--- Extracted entries ---
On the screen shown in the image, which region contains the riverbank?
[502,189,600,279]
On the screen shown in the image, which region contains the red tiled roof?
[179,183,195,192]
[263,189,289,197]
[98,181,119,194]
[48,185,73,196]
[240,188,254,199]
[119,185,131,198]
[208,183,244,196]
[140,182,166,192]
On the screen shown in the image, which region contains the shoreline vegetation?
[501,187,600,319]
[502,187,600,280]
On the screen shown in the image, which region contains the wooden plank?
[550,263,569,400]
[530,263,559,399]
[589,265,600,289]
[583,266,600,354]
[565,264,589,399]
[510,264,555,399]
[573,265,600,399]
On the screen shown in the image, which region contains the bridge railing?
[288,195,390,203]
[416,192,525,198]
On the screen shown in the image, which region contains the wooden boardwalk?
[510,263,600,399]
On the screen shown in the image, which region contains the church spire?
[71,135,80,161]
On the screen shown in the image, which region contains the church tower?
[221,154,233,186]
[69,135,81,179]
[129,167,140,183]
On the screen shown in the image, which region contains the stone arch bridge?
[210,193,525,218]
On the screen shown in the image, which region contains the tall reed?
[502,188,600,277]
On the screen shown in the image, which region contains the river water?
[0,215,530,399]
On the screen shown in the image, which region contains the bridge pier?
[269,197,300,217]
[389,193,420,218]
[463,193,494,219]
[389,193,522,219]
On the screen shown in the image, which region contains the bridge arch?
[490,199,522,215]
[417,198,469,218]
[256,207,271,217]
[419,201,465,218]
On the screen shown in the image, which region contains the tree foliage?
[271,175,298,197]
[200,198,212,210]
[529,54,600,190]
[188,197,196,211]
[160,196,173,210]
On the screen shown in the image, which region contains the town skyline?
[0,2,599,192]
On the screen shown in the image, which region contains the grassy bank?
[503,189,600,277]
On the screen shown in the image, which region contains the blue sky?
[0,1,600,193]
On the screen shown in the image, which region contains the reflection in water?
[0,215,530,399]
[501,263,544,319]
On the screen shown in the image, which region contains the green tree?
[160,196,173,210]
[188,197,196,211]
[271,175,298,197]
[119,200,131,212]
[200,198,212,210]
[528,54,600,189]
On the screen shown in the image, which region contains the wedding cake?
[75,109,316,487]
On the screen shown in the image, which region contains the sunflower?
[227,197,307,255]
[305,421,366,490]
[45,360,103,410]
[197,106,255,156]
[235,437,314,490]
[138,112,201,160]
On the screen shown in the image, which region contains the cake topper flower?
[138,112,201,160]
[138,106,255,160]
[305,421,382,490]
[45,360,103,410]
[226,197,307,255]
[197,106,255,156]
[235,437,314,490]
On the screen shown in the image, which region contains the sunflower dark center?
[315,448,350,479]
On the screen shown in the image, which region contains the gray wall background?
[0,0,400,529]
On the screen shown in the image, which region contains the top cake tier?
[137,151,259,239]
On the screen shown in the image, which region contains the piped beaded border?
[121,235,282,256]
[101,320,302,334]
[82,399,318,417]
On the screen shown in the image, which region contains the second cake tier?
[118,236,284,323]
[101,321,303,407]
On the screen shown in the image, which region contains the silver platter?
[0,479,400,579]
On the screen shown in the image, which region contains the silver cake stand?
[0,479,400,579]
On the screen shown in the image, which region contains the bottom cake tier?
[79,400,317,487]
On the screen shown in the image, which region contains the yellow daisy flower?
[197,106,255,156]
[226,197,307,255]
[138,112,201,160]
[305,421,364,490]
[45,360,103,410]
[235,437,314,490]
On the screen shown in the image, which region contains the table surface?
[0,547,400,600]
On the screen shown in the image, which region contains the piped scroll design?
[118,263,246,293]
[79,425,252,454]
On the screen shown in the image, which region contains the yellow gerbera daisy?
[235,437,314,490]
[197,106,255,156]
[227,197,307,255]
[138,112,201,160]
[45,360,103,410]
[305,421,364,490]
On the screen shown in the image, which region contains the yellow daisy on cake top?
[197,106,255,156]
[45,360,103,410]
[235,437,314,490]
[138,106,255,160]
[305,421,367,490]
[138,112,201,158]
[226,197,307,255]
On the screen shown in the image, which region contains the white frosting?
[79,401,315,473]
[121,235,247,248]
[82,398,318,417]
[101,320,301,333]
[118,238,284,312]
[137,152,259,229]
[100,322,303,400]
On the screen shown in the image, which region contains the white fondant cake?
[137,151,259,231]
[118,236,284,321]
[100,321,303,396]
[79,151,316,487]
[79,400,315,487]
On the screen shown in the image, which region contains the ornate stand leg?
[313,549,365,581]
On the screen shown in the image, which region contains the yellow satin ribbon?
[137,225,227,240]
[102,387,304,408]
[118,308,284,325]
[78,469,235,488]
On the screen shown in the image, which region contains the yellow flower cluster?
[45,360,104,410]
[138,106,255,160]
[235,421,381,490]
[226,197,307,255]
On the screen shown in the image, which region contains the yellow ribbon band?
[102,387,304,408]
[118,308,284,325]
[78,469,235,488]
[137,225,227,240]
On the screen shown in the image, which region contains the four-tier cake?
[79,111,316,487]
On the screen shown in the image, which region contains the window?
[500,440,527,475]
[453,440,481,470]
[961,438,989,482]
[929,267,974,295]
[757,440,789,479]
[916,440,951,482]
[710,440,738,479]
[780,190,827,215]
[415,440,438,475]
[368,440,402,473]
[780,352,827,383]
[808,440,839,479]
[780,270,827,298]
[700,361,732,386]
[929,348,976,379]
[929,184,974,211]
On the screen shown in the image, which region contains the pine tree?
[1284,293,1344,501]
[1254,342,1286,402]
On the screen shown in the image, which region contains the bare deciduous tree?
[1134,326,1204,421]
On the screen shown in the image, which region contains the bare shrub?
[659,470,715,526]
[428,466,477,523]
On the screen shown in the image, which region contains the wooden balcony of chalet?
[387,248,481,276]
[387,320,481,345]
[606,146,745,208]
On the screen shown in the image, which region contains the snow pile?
---
▶ _Directions for this task_
Rescale the lines from the one containing "the blue sky?" up to and including the one containing "[528,54,600,189]" by repeating only those lines, requests too, with every coordinate in the answers multiplied by 2.6. Round each result to a whole number, with halves going up.

▶ _The completed task_
On the screen shown in the image, which region contains the blue sky?
[0,3,1560,502]
On the screen shown in the image, which region contains the reflection in water?
[0,559,1378,1037]
[1303,684,1414,829]
On the screen shown in the image, which region contains the green tree?
[416,510,450,546]
[489,512,510,549]
[705,455,775,512]
[309,520,341,551]
[520,515,551,546]
[1373,140,1560,491]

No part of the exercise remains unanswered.